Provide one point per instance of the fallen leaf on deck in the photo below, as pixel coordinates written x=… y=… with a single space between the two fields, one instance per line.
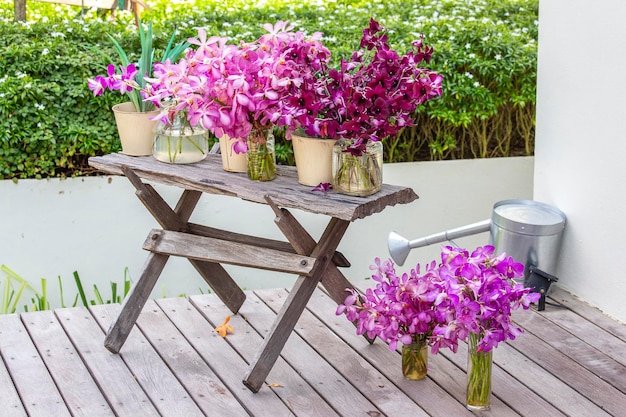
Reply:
x=224 y=328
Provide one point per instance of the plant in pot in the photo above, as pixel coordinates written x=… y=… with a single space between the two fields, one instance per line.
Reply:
x=134 y=118
x=467 y=296
x=238 y=91
x=368 y=98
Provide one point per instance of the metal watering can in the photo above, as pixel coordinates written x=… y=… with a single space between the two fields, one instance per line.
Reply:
x=529 y=231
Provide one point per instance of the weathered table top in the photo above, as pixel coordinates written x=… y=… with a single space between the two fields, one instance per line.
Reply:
x=208 y=176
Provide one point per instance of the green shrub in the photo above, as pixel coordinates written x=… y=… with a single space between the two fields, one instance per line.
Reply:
x=486 y=49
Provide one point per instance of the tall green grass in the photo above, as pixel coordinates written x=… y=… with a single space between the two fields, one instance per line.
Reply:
x=15 y=289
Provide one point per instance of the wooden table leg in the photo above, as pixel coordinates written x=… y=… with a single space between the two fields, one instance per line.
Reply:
x=294 y=306
x=333 y=280
x=134 y=302
x=213 y=274
x=170 y=219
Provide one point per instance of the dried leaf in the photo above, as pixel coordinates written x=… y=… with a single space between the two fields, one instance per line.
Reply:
x=224 y=328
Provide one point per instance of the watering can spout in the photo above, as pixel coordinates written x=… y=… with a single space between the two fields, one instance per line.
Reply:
x=400 y=247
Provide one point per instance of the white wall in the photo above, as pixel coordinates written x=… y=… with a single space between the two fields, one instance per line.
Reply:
x=96 y=226
x=581 y=142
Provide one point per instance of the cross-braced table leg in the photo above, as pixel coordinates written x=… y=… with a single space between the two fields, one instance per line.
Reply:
x=170 y=219
x=294 y=305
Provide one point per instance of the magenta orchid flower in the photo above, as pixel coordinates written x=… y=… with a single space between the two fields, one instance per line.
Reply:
x=465 y=293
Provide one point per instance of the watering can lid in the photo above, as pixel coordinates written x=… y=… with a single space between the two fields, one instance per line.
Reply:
x=528 y=217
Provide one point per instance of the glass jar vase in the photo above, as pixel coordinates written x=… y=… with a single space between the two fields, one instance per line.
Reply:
x=479 y=364
x=261 y=155
x=357 y=169
x=415 y=360
x=179 y=142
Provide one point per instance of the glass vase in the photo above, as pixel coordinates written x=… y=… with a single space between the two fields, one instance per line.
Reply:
x=415 y=360
x=261 y=156
x=179 y=142
x=357 y=172
x=478 y=394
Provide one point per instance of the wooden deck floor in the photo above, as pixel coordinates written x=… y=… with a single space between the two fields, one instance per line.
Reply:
x=570 y=361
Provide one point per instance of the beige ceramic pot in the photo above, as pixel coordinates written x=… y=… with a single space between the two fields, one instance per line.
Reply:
x=135 y=128
x=313 y=159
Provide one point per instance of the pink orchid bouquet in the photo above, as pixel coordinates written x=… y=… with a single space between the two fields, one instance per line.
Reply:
x=465 y=293
x=129 y=78
x=237 y=90
x=371 y=96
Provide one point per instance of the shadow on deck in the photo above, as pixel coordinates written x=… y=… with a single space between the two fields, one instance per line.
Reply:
x=571 y=360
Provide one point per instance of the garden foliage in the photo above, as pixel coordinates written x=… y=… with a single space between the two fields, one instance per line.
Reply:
x=50 y=123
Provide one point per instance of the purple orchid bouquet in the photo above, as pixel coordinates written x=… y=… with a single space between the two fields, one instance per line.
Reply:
x=371 y=96
x=237 y=90
x=464 y=294
x=131 y=80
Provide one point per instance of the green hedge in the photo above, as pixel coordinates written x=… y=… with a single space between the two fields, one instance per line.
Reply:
x=486 y=49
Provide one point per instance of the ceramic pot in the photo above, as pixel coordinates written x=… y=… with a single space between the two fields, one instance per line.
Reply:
x=231 y=161
x=135 y=129
x=314 y=158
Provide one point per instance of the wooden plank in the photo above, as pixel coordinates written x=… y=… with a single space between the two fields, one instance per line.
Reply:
x=226 y=362
x=593 y=359
x=543 y=383
x=441 y=394
x=583 y=309
x=206 y=389
x=117 y=383
x=32 y=380
x=507 y=386
x=338 y=259
x=568 y=370
x=158 y=382
x=294 y=305
x=379 y=390
x=72 y=378
x=11 y=403
x=331 y=385
x=209 y=177
x=134 y=302
x=221 y=283
x=222 y=251
x=332 y=279
x=297 y=393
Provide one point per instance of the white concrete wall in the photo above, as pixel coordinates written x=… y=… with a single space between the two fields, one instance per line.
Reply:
x=581 y=142
x=96 y=226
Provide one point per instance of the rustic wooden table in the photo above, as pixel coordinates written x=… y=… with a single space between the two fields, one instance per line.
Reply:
x=207 y=248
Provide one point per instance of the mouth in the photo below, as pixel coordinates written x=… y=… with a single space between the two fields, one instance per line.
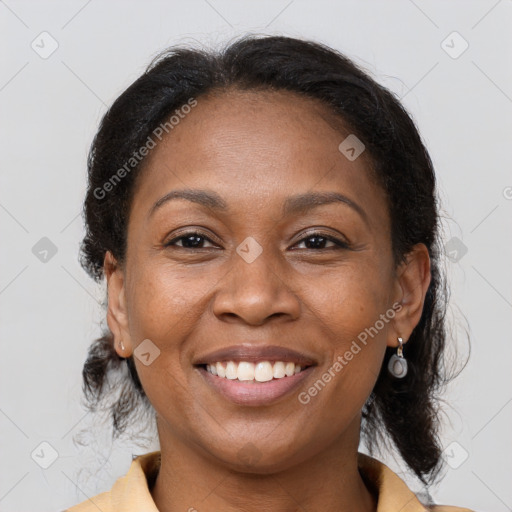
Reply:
x=252 y=376
x=247 y=371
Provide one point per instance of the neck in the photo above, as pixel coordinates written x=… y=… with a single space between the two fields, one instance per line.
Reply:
x=328 y=481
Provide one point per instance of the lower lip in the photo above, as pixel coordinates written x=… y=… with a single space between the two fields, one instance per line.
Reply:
x=254 y=393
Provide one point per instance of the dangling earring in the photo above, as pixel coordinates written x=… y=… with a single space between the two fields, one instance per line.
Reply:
x=397 y=365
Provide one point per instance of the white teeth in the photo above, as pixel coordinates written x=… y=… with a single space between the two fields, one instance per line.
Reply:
x=263 y=371
x=289 y=369
x=245 y=371
x=279 y=370
x=231 y=370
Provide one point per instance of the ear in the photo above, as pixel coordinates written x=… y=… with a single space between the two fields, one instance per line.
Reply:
x=117 y=317
x=412 y=282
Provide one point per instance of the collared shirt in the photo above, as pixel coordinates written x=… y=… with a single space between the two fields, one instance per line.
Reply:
x=131 y=493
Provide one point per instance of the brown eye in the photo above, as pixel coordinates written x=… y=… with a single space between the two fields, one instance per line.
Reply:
x=319 y=241
x=190 y=240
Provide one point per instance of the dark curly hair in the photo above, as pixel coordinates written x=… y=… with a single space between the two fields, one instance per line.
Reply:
x=407 y=409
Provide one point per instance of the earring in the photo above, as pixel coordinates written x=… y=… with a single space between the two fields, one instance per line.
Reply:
x=397 y=365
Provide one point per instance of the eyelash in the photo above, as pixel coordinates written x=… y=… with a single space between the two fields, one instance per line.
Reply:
x=340 y=244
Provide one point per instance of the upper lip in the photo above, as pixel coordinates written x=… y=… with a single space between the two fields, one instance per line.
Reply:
x=255 y=353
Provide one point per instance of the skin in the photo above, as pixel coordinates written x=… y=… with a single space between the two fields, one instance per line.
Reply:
x=255 y=149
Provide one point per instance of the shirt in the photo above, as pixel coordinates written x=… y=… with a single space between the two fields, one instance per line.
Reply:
x=131 y=493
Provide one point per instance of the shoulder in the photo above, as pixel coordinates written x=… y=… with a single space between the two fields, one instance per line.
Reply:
x=449 y=508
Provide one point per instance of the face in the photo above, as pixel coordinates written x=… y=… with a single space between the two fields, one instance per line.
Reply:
x=264 y=260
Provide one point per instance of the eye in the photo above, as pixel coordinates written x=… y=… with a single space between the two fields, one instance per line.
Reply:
x=318 y=240
x=190 y=240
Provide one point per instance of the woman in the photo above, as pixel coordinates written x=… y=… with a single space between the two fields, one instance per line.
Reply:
x=266 y=220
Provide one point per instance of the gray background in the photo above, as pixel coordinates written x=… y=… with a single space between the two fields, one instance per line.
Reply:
x=50 y=310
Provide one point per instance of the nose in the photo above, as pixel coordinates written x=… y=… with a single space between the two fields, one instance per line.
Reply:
x=253 y=292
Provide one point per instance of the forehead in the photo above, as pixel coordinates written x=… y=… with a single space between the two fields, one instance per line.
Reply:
x=256 y=148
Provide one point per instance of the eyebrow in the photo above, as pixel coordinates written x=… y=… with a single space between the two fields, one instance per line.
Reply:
x=293 y=205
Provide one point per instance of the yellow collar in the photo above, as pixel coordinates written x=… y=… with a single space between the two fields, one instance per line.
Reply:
x=132 y=491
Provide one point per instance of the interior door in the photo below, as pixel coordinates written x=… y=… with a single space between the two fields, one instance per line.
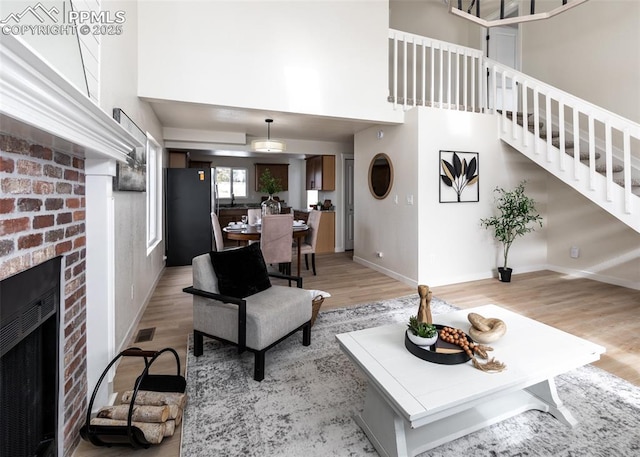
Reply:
x=349 y=207
x=503 y=48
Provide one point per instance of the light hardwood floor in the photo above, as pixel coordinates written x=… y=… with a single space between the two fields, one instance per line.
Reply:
x=602 y=313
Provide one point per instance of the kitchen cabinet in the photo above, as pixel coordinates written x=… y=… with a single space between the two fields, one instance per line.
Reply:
x=326 y=241
x=278 y=170
x=321 y=173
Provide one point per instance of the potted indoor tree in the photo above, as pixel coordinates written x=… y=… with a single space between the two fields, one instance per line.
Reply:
x=516 y=216
x=270 y=185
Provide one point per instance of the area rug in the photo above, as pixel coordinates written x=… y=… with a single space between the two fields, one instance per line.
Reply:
x=306 y=403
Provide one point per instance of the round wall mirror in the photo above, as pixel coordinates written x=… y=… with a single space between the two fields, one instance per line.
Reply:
x=380 y=176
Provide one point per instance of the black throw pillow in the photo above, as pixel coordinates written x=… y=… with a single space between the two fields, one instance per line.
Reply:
x=241 y=272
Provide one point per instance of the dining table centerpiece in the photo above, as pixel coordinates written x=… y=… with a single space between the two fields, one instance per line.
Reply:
x=270 y=185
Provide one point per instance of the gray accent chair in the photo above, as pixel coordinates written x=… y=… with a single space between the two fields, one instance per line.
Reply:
x=255 y=323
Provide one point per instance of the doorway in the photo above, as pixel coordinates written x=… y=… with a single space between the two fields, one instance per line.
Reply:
x=349 y=205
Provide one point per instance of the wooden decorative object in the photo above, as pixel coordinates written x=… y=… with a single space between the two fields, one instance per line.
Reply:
x=486 y=330
x=424 y=311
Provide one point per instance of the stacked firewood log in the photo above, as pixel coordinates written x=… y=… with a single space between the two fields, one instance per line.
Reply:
x=156 y=414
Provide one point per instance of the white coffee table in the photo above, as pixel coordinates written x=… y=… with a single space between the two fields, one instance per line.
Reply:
x=413 y=405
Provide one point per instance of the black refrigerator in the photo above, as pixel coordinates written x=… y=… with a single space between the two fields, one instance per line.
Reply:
x=188 y=214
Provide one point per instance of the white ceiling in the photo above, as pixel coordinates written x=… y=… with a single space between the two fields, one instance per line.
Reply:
x=252 y=122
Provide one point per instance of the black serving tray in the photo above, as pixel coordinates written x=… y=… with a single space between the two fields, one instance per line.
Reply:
x=430 y=355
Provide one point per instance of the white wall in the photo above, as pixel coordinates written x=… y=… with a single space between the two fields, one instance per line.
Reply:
x=382 y=225
x=609 y=250
x=315 y=57
x=590 y=51
x=135 y=272
x=432 y=19
x=453 y=247
x=441 y=243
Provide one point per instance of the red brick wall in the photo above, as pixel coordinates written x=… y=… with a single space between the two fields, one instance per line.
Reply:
x=42 y=215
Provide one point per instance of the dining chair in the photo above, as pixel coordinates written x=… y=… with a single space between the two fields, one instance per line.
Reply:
x=308 y=245
x=276 y=240
x=254 y=215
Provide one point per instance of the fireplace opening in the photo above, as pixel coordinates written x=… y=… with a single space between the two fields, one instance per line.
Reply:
x=29 y=364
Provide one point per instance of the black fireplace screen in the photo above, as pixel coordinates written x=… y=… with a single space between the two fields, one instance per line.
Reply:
x=29 y=341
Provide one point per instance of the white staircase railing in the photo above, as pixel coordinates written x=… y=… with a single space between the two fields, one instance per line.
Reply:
x=593 y=150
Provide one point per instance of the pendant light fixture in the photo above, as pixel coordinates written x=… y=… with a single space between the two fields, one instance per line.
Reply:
x=268 y=145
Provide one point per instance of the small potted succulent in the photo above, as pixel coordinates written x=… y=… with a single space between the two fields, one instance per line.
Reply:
x=421 y=333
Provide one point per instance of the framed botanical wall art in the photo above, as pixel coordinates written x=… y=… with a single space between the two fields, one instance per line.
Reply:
x=459 y=177
x=131 y=176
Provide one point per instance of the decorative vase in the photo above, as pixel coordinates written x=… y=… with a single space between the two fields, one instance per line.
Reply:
x=270 y=206
x=504 y=274
x=420 y=341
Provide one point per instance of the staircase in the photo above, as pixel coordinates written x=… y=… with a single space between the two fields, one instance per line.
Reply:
x=589 y=148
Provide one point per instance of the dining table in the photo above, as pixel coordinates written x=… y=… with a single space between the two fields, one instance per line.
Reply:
x=250 y=232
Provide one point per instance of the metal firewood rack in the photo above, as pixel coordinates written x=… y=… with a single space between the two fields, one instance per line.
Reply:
x=110 y=435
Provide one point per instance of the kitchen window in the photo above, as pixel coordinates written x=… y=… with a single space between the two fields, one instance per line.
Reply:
x=231 y=180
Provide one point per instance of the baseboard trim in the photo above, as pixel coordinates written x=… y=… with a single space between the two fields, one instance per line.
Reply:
x=595 y=277
x=494 y=274
x=385 y=271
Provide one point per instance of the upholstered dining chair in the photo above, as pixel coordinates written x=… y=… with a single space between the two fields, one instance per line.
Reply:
x=235 y=302
x=254 y=215
x=276 y=240
x=308 y=246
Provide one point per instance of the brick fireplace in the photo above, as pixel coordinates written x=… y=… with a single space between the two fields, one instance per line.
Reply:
x=42 y=216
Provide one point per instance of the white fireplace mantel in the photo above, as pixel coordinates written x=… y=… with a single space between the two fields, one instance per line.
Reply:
x=36 y=101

■ Problem: Update the listing from the line containing "Provide one point per instance of the interior" through the line containing "x=349 y=205", inclusive, by replacing "photo" with "image" and leaving everything else unchanged. Give only those lines, and leave the pictures out.

■ Correct answer:
Provide one point per instance of the interior door in the image below, as pixel coordinates written x=… y=… with a single space between the two fields, one instance per line.
Reply:
x=349 y=207
x=503 y=48
Provide one point per instance of the light hardwood floor in the image above, as pixel coordinates written x=… y=… with a single space between the two fields, one instance per line.
Reply:
x=602 y=313
Provide one point per instance of the kitchen cabinet in the image above, as pixel coordinates written x=… y=… with a single space between the two fields, one instance per line.
Reply:
x=326 y=241
x=278 y=170
x=321 y=173
Provide one point per instance of the potted indoor tree in the image above, as pixel coordinates written x=… y=… with a single space between the two fields, one instance per line.
Reply:
x=516 y=216
x=270 y=185
Provide one point per instance of the area rug in the image above, as pixel coordinates written x=… y=… with a single space between the two fields, one instance per line.
Reply:
x=306 y=403
Provide one point per instance of the round wall mirror in the image above, as pixel coordinates written x=… y=… with a single space between the two fields, one instance per line.
Reply:
x=380 y=176
Provide one point per instance of the black throw pillow in the image above, as pixel coordinates written x=… y=… with a single space between the two fields, one instance per line.
Reply:
x=241 y=272
Provide one point per instance of the dining table centerpiece in the image above, as pixel coordinates written x=… y=… with a single space between the two fields, one instance per line.
Reply:
x=270 y=185
Provide one point per instance of the gray accent chair in the image above, as pixel coordinates written x=… y=… with a single space between the two fields, one instance per line.
Reply:
x=255 y=323
Provide one point per instance of the doorway in the image above, as pixel coordinates written x=… y=… with a single space between the two fields, one instance per line.
Reply:
x=349 y=205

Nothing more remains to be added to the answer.